> _Records shown_:

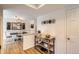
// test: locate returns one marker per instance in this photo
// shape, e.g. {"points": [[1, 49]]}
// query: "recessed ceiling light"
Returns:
{"points": [[35, 6]]}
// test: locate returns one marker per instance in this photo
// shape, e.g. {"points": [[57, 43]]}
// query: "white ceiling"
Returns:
{"points": [[23, 8]]}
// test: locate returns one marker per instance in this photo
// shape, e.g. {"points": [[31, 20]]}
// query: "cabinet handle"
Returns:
{"points": [[68, 38]]}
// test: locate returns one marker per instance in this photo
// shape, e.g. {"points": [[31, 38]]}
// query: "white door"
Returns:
{"points": [[73, 31]]}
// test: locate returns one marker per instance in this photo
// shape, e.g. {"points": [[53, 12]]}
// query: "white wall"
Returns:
{"points": [[58, 29], [8, 16], [1, 15]]}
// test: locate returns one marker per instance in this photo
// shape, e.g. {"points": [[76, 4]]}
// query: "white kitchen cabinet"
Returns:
{"points": [[28, 41]]}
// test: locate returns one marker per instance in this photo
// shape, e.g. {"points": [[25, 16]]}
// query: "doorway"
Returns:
{"points": [[73, 31]]}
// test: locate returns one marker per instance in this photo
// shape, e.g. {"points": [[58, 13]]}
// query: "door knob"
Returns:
{"points": [[68, 38]]}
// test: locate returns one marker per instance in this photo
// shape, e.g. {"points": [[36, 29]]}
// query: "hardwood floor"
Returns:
{"points": [[16, 48], [32, 51]]}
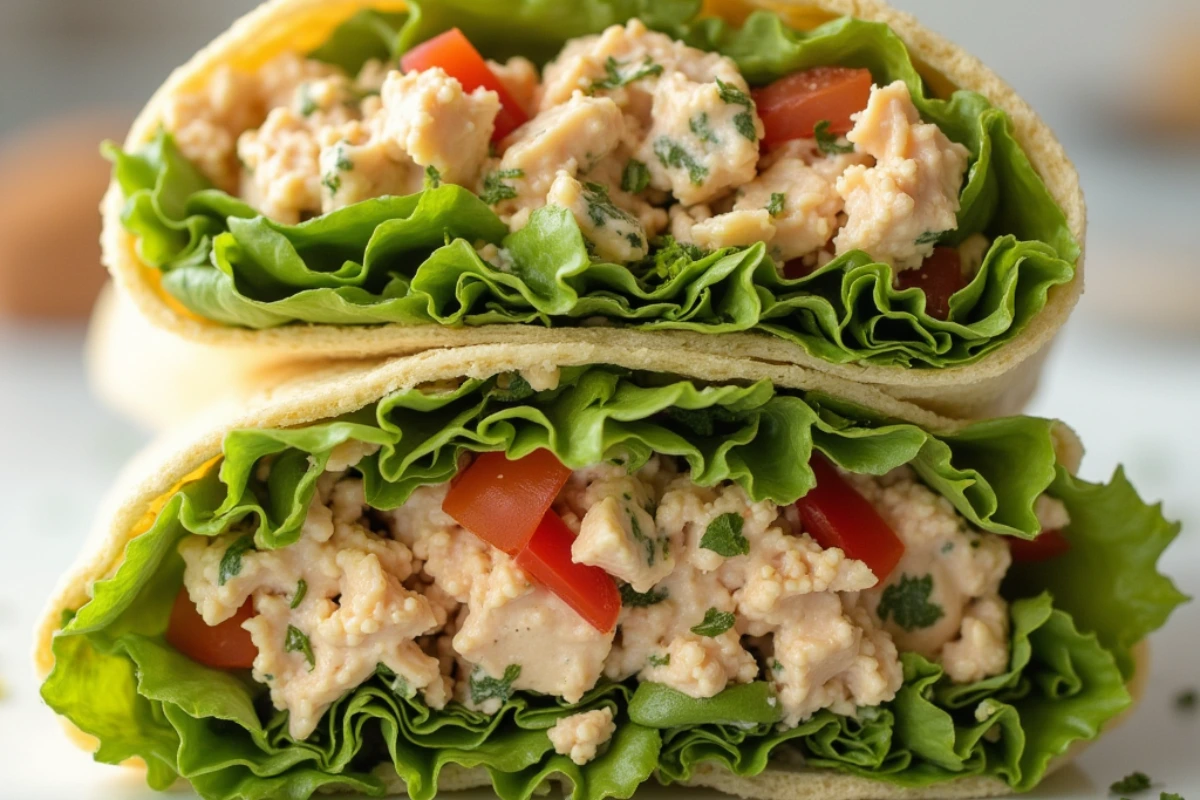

> _Exercise_:
Arrange every line above as a numbered list, skipping blank lines and leaving the pictures out.

> _Exercise result_:
1. // test: locate returns one marker per instance in this photo
2. // shape, e.g. {"points": [[1, 49]]}
3. // query: "recessed ceiling light"
4. Returns:
5. {"points": [[35, 6]]}
6. // test: locate returns one marker per instance in this photo
7. // shape, e.g. {"points": [[57, 43]]}
8. // query: "white ceiling"
9. Returns:
10. {"points": [[23, 8]]}
11. // test: locate returns one marker per instance in this photo
12. // shape, e.g. {"points": [[31, 20]]}
13. // query: "cabinet handle"
14. Returns:
15. {"points": [[68, 38]]}
16. // test: locate returns one marker per instance in this photo
17. // shape, e.g. {"points": [[31, 38]]}
18. // query: "white door"
19. Returns:
20. {"points": [[73, 31]]}
21. // test: locate returns one marker per instance in this photo
22. // shape, e.g. {"points": [[53, 12]]}
23. // query: "white wall"
24. Returns:
25. {"points": [[58, 29], [8, 16], [1, 15]]}
26. // test: locate returns one marker per instance in this photo
27. // shape, e.g. {"points": [[76, 4]]}
28. // query: "white kitchen cabinet"
29. Returns:
30. {"points": [[28, 41]]}
31. // test: locate returns one marker per instance in this photo
32. // shape, e.g. {"points": [[25, 16]]}
33. // query: "doorway"
34. Returns:
35. {"points": [[73, 31]]}
36. // test: locate returns one marker per instance in this photo
37. // shape, e.g. {"points": [[58, 13]]}
38. // query: "door knob"
39. Returns:
40. {"points": [[68, 38]]}
41. // test: locate returns one marker per instance in this photo
42. // shape, e.g. {"points": [[36, 29]]}
43. // query: "hardwood floor"
44. Returns:
45. {"points": [[16, 48], [32, 51]]}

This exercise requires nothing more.